# [ACTIVITY]
The lines below must be transcribed exactly as given, with the images removed.

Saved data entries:
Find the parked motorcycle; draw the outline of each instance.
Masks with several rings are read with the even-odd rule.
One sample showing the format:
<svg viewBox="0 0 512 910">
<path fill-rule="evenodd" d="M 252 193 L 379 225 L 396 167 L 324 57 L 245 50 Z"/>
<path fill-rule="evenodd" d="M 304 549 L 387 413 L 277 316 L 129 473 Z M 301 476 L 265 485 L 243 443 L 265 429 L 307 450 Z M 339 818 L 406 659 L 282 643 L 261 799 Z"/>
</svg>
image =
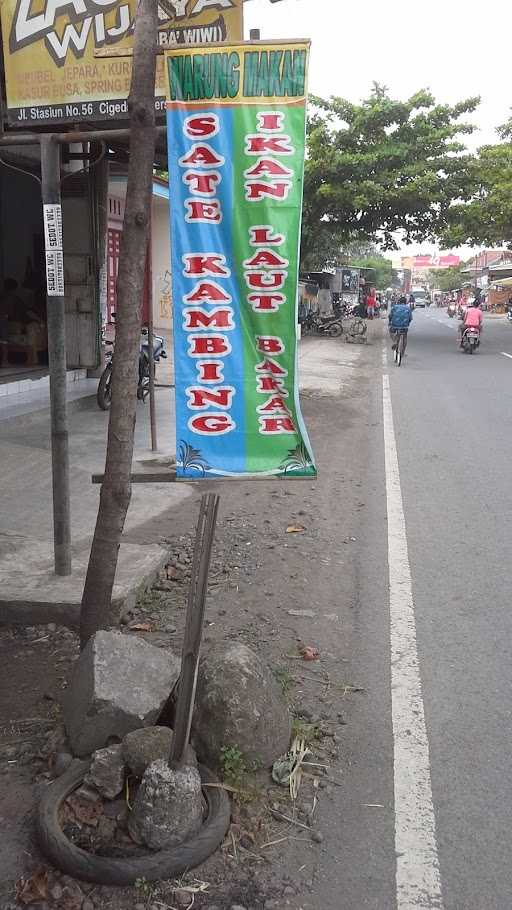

# [WORKED SOLUTION]
Find the parked motorcycle; draw the outline of each instance.
Masks with several rings are read with the even-odd rule.
One sample showing the format:
<svg viewBox="0 0 512 910">
<path fill-rule="evenodd" d="M 252 193 L 379 225 L 396 167 L 324 57 L 245 50 Z"/>
<path fill-rule="evenodd" d="M 304 549 L 387 413 L 277 316 L 129 473 Z M 301 476 L 265 485 L 243 443 L 265 429 L 307 450 Z M 339 818 L 406 659 L 282 643 L 261 799 Z"/>
</svg>
image =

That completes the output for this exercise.